» TASK DIRECTIONS:
Which lines of the records below contain the word "bare"? Show each one.

» ENTRIES SHOWN:
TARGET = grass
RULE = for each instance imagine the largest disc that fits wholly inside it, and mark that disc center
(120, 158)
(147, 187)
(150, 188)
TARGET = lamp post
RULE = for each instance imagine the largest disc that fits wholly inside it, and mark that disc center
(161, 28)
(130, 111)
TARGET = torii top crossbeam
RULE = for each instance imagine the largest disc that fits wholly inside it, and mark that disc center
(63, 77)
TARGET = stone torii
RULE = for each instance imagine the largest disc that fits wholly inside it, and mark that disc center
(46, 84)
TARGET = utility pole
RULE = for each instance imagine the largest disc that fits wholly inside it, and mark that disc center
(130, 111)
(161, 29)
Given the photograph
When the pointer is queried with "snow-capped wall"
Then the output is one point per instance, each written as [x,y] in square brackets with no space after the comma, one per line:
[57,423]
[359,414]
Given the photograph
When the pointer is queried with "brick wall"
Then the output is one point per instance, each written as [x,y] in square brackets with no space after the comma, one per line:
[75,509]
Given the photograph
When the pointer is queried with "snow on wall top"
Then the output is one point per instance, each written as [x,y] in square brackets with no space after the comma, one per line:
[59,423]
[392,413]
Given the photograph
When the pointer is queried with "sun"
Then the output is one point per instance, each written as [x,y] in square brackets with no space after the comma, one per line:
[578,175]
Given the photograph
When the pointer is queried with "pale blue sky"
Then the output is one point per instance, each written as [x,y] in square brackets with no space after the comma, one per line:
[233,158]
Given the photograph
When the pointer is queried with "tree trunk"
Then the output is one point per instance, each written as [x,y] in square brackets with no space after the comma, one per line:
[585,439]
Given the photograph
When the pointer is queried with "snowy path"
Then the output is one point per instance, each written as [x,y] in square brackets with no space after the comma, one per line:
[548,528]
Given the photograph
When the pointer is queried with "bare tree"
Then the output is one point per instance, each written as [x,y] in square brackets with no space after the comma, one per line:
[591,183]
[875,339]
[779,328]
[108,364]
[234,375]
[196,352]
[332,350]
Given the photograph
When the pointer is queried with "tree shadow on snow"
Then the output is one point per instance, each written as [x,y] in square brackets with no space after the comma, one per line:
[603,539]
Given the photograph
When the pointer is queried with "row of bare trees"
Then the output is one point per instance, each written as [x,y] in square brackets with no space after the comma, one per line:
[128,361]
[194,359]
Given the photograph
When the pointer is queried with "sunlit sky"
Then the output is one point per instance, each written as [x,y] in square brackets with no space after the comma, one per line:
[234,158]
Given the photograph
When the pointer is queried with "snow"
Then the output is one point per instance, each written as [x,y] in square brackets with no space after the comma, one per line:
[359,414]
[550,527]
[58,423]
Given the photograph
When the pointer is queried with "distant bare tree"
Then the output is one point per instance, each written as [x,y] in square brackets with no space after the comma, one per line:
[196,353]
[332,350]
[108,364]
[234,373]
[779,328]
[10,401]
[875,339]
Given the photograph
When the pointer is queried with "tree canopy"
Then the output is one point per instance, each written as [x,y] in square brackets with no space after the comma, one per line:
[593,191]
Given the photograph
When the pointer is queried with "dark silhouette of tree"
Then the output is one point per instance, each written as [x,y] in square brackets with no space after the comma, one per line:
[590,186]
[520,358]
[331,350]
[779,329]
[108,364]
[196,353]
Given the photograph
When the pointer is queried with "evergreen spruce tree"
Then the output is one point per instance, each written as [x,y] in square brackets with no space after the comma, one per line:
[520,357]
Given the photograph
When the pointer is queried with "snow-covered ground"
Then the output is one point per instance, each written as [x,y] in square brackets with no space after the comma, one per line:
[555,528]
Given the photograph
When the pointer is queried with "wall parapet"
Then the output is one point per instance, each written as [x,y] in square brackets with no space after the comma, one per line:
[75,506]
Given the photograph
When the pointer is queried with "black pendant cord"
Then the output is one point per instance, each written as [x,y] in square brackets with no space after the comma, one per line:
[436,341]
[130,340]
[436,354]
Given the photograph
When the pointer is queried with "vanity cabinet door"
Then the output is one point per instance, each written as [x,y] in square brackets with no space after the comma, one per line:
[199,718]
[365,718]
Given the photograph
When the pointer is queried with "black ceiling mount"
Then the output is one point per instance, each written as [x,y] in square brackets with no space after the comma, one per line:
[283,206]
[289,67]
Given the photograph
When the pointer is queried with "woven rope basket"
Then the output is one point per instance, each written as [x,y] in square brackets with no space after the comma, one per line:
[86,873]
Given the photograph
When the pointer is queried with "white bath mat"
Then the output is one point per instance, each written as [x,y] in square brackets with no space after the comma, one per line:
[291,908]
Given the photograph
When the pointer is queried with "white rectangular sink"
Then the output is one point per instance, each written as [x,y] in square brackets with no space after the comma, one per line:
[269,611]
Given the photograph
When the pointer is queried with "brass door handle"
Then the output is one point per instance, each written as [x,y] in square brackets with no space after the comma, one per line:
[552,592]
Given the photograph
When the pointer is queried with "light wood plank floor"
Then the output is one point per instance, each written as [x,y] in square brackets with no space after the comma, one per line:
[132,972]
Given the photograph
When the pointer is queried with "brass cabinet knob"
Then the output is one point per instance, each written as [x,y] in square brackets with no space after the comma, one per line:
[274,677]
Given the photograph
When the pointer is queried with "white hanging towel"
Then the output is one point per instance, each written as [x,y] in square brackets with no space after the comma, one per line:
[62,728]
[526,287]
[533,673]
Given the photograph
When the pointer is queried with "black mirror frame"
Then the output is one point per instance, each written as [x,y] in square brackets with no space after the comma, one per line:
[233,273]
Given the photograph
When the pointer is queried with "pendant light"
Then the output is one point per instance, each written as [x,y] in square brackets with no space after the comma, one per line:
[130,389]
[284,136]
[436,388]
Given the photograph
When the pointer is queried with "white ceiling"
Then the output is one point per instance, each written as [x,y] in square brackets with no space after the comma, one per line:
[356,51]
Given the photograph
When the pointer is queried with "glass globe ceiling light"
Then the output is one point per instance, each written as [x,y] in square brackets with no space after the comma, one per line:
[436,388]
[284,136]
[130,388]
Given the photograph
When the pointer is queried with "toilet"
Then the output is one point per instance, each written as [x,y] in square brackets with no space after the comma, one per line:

» OUTPUT FOR THIS EXERCISE:
When the pointer is queried with "bare tree"
When the pointer is queried with "row of bare trees"
When the pointer is queried with "distant bare tree"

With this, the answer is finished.